• LATIHAN SINGKAT A: Tampilkan semua baris data yang memuat kata "bark".

-------- KUTIPAN --------

Kerajaan Aceh Kerajaan Aceh berkembang sebagai kerajaan Islam dan mengalami kejayaan pada masa pemerintahan sultan iskandar muda. Perkembangan pesat yang dicapai Kerajaan Aceh tidak lepas dari letak kerajaannya yang strategis, yaitu di pulau Sumatera bagian utara dan dekat jalur perdagangan internasional pada masa itu. Ramainya aktivitas pelayaran perdagangan melalui bandar-bandar perdagangan Kerajaan Aceh, mempengaruhi perkembangan kehidupan kerajaan Aceh dalam segala bidang, seperti aspek kehidupan politik, ekonomi, sosial, dan kebudayaan.
Kerajaan Aceh dirintis oleh Mudzaffar Syah pada abad ke-15 M. Pusat kerajaan dibangun diatas puing-puing kerajaan Lamuri, seberah barat samudera Pasai. Status kerajaan penih diraih semasa pemerintahan Ali Mughayat Syah sebagai hasil penyatuan dua kerajaan, yakni Lamuri dan Dar al-Kalam.
Kerajaan Aceh berkembang sebagai kerajaan Islam dan mengalami kejayaan pada masa pemerintahan Sultan Iskandar Muda. Perkembangan pesat Kerajaan Aceh tidak dapat terlepas dari letak kerajaan Aceh yang strategis, yaitu di pulau Sumatera bagian utara dan dekat jalur pelayar dan perdagangan internasioanal pada saat itu. Ramainya aktivitas pelayaran dan perdagangan melalui Bandar perdagangan kerajaan Aceh mempengaruhi perkembangan kehidupan kerajaan Aceh dalam segala bidang. Seperti di bidang politik, sosial, ekonomi, dan kebudayaan.
A. Kehidupan Politik
Kerajaan Aceh yang terletak di ujung barat pulau Sumatera pernah diperintah oleh raja-raja berikut ini:
1. Sultan Ali Mughayat Syah
Ali Mughayat Syah adalah raja pertama kerajaan Aceh. Ia memerintah dari tahun 1514-1528 M. dibawah kekuasaannya Kerajaan Aceh melakukan perluasan ke beberapa daerah yang berada di wilayah Sumatera Utara, seperti di daerah Daya dan Pasai. Bahkan ia mengadakan serangan terhadap kedudukan Portugis di Malaka serta menyerang kerajaan Aru.

--------

• LATIHAN SINGKAT B: Tuliskan lanjutan teks tentang Kerajaan Aceh di atas, dimulai setelah kalimat terakhirnya.

-------- BAHAN MASUKAN --------

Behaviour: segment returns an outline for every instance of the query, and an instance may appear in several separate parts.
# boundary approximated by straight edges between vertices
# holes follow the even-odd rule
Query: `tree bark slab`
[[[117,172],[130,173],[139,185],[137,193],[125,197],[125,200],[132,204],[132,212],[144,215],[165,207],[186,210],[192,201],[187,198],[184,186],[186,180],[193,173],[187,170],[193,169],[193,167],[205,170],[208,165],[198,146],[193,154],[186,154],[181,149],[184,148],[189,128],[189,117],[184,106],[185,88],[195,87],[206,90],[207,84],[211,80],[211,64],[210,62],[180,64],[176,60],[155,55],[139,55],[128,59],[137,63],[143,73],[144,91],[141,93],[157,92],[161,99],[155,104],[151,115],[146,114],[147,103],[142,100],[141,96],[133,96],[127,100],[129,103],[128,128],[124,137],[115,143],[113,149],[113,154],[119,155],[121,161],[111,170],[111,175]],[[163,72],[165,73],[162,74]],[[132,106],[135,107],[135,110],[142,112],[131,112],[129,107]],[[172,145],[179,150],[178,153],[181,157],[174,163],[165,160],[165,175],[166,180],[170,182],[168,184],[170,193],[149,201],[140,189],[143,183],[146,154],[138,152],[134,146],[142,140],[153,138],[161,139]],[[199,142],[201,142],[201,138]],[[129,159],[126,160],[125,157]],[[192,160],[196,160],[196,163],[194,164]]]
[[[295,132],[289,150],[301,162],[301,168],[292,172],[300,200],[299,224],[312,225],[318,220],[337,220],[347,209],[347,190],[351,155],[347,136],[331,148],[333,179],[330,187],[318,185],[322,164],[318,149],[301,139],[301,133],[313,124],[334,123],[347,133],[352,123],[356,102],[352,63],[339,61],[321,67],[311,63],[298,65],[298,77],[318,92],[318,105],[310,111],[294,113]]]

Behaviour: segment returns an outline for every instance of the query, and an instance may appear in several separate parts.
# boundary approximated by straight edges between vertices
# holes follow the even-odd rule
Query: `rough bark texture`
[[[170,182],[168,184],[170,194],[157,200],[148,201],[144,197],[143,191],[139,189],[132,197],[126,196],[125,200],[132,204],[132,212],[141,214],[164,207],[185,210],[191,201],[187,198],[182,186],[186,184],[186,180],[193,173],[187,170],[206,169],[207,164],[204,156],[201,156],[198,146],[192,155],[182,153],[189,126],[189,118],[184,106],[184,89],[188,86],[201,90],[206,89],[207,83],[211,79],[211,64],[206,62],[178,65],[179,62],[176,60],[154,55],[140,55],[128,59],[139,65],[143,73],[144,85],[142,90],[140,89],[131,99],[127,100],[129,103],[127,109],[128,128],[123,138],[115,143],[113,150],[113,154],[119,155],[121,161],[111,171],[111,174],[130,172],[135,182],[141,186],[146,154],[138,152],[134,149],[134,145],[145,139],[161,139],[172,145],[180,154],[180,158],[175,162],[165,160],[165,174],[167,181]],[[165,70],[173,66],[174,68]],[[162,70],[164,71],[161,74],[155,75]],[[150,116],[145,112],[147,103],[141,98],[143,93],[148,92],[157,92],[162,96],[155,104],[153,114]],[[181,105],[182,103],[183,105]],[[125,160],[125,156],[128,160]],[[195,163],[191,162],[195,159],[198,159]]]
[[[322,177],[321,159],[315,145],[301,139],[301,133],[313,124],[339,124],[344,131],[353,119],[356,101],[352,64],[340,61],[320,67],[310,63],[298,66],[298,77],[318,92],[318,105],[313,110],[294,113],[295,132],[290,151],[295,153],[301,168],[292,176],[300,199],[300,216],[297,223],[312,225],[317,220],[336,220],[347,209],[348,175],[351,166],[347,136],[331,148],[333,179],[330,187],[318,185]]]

--------
-------- BAHAN MASUKAN --------

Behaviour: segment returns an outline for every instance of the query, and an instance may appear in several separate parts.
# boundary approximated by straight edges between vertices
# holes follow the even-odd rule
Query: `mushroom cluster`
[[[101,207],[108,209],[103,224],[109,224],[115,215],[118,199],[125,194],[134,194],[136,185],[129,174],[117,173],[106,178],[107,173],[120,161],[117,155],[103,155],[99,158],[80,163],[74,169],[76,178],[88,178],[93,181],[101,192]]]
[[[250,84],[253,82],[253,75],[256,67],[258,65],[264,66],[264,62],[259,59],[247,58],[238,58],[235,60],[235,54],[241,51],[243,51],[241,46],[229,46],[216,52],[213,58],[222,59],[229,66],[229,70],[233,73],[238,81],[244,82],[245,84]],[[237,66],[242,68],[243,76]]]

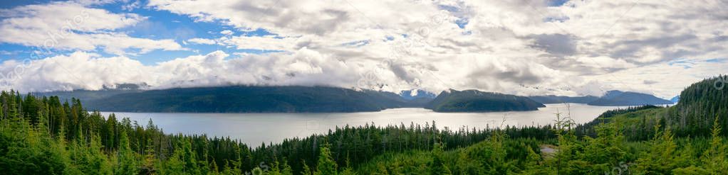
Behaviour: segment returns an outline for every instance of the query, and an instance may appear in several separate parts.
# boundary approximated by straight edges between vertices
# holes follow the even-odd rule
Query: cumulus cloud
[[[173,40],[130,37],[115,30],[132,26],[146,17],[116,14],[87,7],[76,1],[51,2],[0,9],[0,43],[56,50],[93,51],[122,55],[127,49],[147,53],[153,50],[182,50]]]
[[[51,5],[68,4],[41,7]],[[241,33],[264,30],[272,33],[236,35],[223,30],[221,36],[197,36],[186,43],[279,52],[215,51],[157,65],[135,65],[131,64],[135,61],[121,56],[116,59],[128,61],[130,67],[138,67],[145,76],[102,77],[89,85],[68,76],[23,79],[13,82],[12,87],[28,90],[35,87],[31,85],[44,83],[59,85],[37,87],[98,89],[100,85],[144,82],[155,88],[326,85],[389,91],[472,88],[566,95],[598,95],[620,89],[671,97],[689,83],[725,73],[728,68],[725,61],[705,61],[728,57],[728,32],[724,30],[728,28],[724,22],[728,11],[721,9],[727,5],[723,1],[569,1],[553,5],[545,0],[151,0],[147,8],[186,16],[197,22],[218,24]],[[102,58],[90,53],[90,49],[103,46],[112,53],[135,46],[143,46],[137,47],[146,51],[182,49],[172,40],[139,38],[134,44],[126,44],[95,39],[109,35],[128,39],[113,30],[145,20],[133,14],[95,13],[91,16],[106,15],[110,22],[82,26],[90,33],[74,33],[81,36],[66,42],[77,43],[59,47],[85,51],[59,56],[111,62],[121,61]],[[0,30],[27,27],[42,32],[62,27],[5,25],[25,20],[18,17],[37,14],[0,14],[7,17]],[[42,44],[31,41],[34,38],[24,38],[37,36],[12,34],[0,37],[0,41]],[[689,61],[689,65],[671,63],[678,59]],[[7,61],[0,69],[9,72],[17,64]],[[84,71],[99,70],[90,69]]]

--------

• HASIL TUGAS A:
Query: `tree bark slab`
Query: `rough bark texture`

• HASIL TUGAS B:
2. Sultan Salahudin
Setelah Sultan Ali Mughayat Syah meninggal, pemerintahan dilanjutkan oleh putranya yang bernama Sultan Salahudin. Ia memerintah dari tahun 1528-1537 M. selama berkuasa, Sultan Salahudin kurang memperhatikan kerajaannya. Akibatnya, kerajaaan mulai goyah dan mengalami kemunduran oleh sebab itu pada tahun 1537 M sultan Salahudin digantikan saudaranya yang bernama Sultan Alaudin Riayat Syah.
3. Sultan Alaudin Riayat Syah
Sultan Alaudin Riayat Syah memerintah Aceh sejak tahun 1537-1568 M. dibawah pemerintahannya Aceh berkembang menjadi Bandar utama di Asia bagi pedagang Muslim mancanegara. Sejak Malaka direbut Portugis, mereka menghindari selat Malaka dan beralih menyusuri pesisir Barat Sumatera, ke selat Sunda, lalu terus ke timur Indonesia atau langsung ke Cina. Kedudukan strategis Aceh menjadikan sevagai Bandar transit lada dari Sumatera dan rempah-rempah dari Maluku. Kedudukan itu bukan tanpa hambatan. Aceh harus menghadapi rongrongan Portugis. Guna memenangkan persaingan, Aceh membangun angkatan laut yang kuat. Kerajaan itupun membina hubungan diplomatic dengan turki ottoman yang dianggap memegang kedaulatan Islam tertinggi waktu itu.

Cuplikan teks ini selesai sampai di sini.